USING THE INFORMATION
a. Answer each question from the forum thread on Lovecraft's burial.
(i) On what date did Lovecraft's doctor claim to have told him that his condition was terminal?
(ii) According to the quoted post by Scott Connors, what might have prevented the piece from being included in the book?
(iii) In which work does Martinus say he saw the suicide rumor?
b. Continue the forum thread on Lovecraft's burial from its final line.

DOCUMENT PASSAGE
+++

The visitor was Harry K. Brobst, the place was not 66 College Street but the Jane Brown Memorial Hospital and the date was March 13. Lovecraft's doctor Cecil Calvert Dustin claims to have informed him that his condition was terminal on February 27.

> The suicide theory is new to me but anything
> beyond the known facts is suspect considering the
> many myths surrounding the man in general.

And the known fact is that he didn't commit suicide.

Re: Lovecraft's Burial
Posted by: Martinus (IP Logged)
Date: 2 August, 2008 05:44AM
No, sorry, Jim, I don't have The Occult Lovecraft, although a friend of mine does. IIRC, "Of Gold and Sawdust" is just a couple of pages long and doesn't add much to our knowledge of HPL.

Re: Lovecraft's Burial
Posted by: Brian (IP Logged)
Date: 2 August, 2008 09:22AM
Martinus writes: "....doctor Cecil Calvert Dustin claims to have informed him that his condition was terminal on February 27."

Thanks for the clarification, Martinus. I was writing from memory.

"And the known fact is that he didn't commit suicide."

Indeed. My (oblique) point exactly. Lovecraft was no more a suicide than he was a practicing occultist or closet believer in the supernatural.

Re: Lovecraft's Burial
Posted by: jdworth (IP Logged)
Date: 2 August, 2008 11:24AM
Scott Connors Wrote:
-------------------------------------------------------

> One reason why it might not have been included is
> copyright: everything else by Loveman in that book
> was in the public domain, and getting permission
> might not have been possible.
>
> Scott


I wondered if that might be the case. It remains a disappointment that it wasn't included, but sometimes that is unavoidable....

Martinus is quite correct; "Of Gold and Sawdust" is very brief, but while it does not tell us much more about HPL, it does tell us a great deal about Loveman at that point, and about how he came to view Lovecraft; implicitly, it also reveals just how strong the attachment to HPL was for it to elicit such a response once Loveman knew about his anti-Jewish views.

Re: Lovecraft's Burial
Posted by: Martinus (IP Logged)
Date: 3 August, 2008 05:23AM
Actually, now that I've thought upon it, I've seen the suicide rumour in one place: Derleth's Some Notes on H. P. Lovecraft, where he refutes it. I've never encountered the rumour itself, though.

Re: Lovecraft's Burial
Posted by: deuce (IP Logged)

+++

DATA RECORDS
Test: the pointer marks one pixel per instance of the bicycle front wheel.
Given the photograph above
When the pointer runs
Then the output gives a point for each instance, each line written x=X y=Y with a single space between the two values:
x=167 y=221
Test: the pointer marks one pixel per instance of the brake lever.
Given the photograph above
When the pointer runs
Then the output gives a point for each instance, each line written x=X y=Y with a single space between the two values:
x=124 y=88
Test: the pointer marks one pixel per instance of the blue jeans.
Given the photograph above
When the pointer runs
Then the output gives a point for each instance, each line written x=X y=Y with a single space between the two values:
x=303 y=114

+++

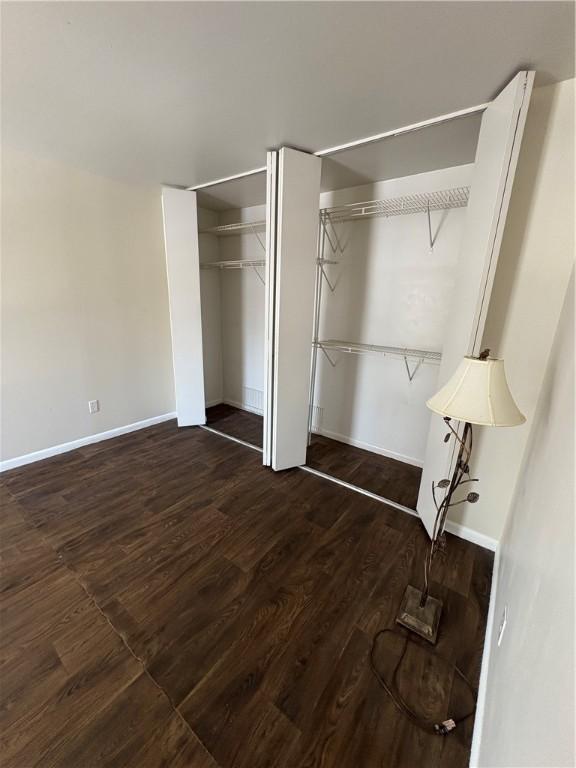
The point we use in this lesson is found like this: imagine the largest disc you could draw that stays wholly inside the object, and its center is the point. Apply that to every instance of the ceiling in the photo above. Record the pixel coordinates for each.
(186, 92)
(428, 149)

+++

RESPONSES
a.
(i) February 27
(ii) Copyright
(iii) Derleth's Some Notes on H. P. Lovecraft

b.
Date: 15 March, 2017 06:32PM
Just a little remembrance of the Old Gent on this, the 80th anniversary of his transition. I think CAS did a fine job with this poem.

H.P.L.


Outside the time-dimension, and outside
The ever-changing spheres and shifting spaces -
Though the mad planet and its wrangling races
This moment be destroyed - he shall abide
And on immortal quests and errands ride
In cryptic service to the kings of Pnath,
Herald or spy, on the many-spangled path
With gulfs below, with muffled gods for guide.

Some echo of his voice, some vanished word
Follows the light with equal speed, and spans
The star-set limits of the universe,
Returning and returning, to be heard
When all the present worlds and spheres disperse,
In other Spicas, other Aldebarans.

Re: Lovecraft's Burial
Posted by: Platypus (IP Logged)
Date: 28 April, 2017 11:32AM
Scott Connors Wrote:
> Many, I
> might go so far as to say most, people consider
> suicide at some point in their life, although it
> is usually only a fleeting thought.

Yup. I'm considering it right now. But on second thought ....

> What is amazing is that CAS never seems to
> have considered suicide seriously, despite the
> very desperate conditions in which he found
> himself during the 1940s.

That's not amazing at all. Everybody dies, but suicide is still relatively rare. The only amazing thing is the number of associates of his who committed suicide.

> If he hadn't
> married Carol and found a degree of security and
> love late in life, I don't know what might have
> happened.

Probably he would have died eventually (as he ended up doing anyway). But there is no particular reason to suspect he would have died by suicide.